##### Source information #####

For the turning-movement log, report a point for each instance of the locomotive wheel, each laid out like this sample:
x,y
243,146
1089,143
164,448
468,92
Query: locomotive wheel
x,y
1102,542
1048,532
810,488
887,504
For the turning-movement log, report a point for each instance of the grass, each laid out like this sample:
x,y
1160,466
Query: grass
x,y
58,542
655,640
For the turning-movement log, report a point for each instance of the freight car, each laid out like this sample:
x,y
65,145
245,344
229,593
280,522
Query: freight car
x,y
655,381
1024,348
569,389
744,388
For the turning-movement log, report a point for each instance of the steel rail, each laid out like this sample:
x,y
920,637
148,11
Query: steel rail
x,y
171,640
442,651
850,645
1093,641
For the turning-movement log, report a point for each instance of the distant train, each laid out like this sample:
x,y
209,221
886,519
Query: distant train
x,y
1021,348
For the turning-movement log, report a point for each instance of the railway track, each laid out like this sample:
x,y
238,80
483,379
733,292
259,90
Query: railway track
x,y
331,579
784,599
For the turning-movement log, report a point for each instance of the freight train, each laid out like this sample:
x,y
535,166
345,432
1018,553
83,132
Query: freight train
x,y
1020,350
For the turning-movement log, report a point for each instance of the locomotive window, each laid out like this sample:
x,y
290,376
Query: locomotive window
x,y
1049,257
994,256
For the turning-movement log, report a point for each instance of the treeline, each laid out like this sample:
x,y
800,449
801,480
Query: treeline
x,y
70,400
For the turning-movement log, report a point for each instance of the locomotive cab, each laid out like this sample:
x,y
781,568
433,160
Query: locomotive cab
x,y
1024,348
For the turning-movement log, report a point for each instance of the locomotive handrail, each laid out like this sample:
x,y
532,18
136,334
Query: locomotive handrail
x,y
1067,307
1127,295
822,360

#####

### Brief
The job here is to find each line above with the word "point" and copy it.

### Final answer
For the turning-movement log, report a point for each instance of the locomotive wheel, each laid out like this sample:
For the turning-movement log, report a point for each instance of the grass, each laid out like this sample:
For the turning-movement log, report a point for each instance of the freight car, each laid out like this sample:
For the turning-movement log, report a point for each instance of the steel rail, each laid out like this sample:
For the turning-movement log, report a point for each instance of the distant train, each laid out like this sample:
For the turning-movement log, report a point for each instance of the railway track, each laid out like this sample:
For the turning-movement log, report a point for each instance of the freight train, each laid out like this sample:
For the turning-movement log, report a point for each instance of the locomotive window, each laid out like this sample:
For the turning-movement log, report a point for each instance of the treeline, each laid out like this sample:
For the turning-movement log, report a point for each instance of the locomotive cab, each laid out like this sample:
For the turning-movement log, report a point for each instance of the locomotive handrail, each laid out like this sample:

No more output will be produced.